§ **Extrait**:

○ ○ ○ ○ ○ ○ ○

Le défi dément proposé par « L’Arche russe » est d’embrasser, au gré des pérégrinations du cinéaste et d’un guide improvisé, quatre siècles d’histoire russe dans le musée de l’Ermitage à Saint-Pétersbourg, en un seul plan-séquence de 93 minutes. Il convient d’avouer que cette gageure est relevée avec une virtuosité technique qui force l’admiration. La direction des milliers de figurants s’effectue sans la moindre anicroche, et nous retrouvons ici ce goût très prononcé du cinéma russe pour les foules, malheureusement sans l’attention particulière portée aux visages dont il témoignait dans les années vingt. Alexandre Sokourov excelle également à insuffler du rythme à son cadre, sans passer par l’artifice du montage. « L’Arche russe » parvient sans ambages à charmer quand le réalisateur s’abandonne à cette vitalité.
Le petit trot de Catherine II dans l’allée enneigée du Jardin Suspendu, au sortir de la salle du Pavillon, et surtout les courses effrénées d’Anastasia et de ses jolies demoiselles d’honneur en robes bleu et rose pâles, semblables aux légères virevoltes des perdrix Rostov chez Toltstoï, sont incontestablement des images à la fois poétiques et purement cinématographiques.

○ ○ ○ ○ ○ ○ ○

§ **Données extraites**:

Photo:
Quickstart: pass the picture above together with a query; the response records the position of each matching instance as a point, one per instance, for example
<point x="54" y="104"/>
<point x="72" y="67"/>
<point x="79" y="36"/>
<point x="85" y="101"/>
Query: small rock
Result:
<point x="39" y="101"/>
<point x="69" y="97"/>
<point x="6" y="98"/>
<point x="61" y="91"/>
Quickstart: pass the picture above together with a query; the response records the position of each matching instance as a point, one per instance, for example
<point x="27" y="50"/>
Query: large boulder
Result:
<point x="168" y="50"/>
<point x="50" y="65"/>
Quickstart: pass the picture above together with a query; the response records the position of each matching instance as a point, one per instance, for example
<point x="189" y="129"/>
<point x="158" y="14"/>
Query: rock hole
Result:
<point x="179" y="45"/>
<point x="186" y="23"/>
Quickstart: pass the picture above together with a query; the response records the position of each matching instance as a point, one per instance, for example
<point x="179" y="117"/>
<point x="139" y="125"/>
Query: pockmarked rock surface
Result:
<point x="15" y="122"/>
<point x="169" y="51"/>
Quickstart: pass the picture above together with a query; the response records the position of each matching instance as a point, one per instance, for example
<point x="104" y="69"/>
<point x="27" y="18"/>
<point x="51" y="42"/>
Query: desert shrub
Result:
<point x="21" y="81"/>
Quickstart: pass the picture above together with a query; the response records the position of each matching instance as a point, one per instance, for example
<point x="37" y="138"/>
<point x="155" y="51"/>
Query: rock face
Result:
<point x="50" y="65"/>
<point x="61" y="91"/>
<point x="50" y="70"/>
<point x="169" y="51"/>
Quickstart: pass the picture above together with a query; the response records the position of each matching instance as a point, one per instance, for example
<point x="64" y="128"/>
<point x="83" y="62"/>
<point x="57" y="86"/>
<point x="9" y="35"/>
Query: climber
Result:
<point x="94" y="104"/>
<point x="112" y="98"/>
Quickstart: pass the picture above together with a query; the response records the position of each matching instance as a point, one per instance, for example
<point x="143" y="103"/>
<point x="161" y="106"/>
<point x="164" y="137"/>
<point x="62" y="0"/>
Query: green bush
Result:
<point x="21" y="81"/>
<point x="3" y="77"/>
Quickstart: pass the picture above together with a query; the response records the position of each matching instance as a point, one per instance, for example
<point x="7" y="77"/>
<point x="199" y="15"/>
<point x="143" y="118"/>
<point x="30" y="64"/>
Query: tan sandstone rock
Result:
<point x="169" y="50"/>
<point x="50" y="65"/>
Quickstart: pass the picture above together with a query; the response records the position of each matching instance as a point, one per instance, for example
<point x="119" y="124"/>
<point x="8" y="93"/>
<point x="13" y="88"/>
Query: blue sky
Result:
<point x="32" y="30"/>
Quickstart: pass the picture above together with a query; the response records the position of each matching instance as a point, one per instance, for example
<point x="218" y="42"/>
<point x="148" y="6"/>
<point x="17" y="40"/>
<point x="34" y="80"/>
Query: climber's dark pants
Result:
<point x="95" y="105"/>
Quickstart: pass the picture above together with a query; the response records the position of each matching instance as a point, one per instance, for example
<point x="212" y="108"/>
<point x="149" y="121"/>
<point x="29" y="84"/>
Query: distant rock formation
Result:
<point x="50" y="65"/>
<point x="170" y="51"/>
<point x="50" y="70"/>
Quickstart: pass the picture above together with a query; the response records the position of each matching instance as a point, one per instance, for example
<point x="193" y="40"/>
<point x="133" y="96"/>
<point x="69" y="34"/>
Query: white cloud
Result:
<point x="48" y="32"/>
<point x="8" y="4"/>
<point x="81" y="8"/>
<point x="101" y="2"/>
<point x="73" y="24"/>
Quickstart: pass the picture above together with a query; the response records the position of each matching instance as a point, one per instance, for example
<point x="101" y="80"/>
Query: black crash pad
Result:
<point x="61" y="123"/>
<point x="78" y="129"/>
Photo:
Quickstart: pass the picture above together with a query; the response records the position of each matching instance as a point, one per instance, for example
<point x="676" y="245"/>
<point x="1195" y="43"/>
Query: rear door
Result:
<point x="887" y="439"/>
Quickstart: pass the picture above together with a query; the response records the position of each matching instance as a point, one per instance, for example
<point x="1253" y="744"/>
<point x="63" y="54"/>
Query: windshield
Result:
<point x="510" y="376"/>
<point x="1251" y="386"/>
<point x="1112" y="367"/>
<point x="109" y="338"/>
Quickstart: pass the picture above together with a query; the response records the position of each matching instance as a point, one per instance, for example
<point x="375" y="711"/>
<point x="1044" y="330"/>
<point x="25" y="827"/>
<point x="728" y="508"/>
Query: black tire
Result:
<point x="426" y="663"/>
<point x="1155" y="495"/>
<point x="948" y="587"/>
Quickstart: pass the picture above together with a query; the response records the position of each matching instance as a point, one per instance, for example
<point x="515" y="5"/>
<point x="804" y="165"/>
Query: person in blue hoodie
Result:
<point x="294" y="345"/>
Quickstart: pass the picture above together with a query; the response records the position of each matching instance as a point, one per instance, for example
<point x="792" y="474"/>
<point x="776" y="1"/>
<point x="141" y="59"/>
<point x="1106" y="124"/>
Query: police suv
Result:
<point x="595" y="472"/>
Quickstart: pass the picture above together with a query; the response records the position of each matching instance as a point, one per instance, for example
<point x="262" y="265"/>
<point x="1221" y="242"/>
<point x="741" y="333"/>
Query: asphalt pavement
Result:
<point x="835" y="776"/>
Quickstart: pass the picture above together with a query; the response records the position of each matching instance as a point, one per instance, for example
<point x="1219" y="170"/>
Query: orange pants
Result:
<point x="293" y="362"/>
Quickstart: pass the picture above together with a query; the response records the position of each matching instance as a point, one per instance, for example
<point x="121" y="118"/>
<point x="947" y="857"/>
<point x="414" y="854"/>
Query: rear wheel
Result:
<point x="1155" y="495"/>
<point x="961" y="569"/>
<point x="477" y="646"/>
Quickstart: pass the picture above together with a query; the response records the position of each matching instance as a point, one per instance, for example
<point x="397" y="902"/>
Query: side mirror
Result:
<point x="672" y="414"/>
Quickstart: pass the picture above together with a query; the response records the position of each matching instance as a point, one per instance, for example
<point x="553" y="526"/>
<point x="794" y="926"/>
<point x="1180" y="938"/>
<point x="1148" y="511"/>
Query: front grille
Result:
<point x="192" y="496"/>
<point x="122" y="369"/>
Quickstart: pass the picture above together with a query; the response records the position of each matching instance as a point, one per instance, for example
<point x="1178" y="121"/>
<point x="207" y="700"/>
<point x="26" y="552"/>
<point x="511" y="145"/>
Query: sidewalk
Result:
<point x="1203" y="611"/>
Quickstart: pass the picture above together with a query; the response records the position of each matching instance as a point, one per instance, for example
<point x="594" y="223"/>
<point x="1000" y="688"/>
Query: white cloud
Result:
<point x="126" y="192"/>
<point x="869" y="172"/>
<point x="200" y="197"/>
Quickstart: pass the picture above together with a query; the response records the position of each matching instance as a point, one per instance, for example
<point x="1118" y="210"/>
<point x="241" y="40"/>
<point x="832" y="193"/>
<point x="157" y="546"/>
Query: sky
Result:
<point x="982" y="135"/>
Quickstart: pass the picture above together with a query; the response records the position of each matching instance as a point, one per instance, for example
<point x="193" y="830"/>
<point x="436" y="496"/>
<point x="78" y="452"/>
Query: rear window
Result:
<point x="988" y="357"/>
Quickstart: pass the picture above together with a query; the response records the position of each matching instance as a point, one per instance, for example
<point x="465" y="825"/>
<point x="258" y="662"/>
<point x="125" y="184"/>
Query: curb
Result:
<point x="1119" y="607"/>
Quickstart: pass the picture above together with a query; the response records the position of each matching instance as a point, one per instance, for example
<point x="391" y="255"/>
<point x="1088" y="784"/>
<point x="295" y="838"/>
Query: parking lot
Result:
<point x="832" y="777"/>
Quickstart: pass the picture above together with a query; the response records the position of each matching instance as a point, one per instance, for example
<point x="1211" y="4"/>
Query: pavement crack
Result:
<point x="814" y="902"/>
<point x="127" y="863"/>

○ ○ ○ ○ ○ ○ ○

§ **Consigne**: Recopiez l'extrait de « Le défi dément » à « à cette vitalité. », en changeant « virtuosité » en « maestria ». La liste provient d'une source différente.

§ **Corrigé**:
Le défi dément proposé par « L’Arche russe » est d’embrasser, au gré des pérégrinations du cinéaste et d’un guide improvisé, quatre siècles d’histoire russe dans le musée de l’Ermitage à Saint-Pétersbourg, en un seul plan-séquence de 93 minutes. Il convient d’avouer que cette gageure est relevée avec une maestria technique qui force l’admiration. La direction des milliers de figurants s’effectue sans la moindre anicroche, et nous retrouvons ici ce goût très prononcé du cinéma russe pour les foules, malheureusement sans l’attention particulière portée aux visages dont il témoignait dans les années vingt. Alexandre Sokourov excelle également à insuffler du rythme à son cadre, sans passer par l’artifice du montage. « L’Arche russe » parvient sans ambages à charmer quand le réalisateur s’abandonne à cette vitalité.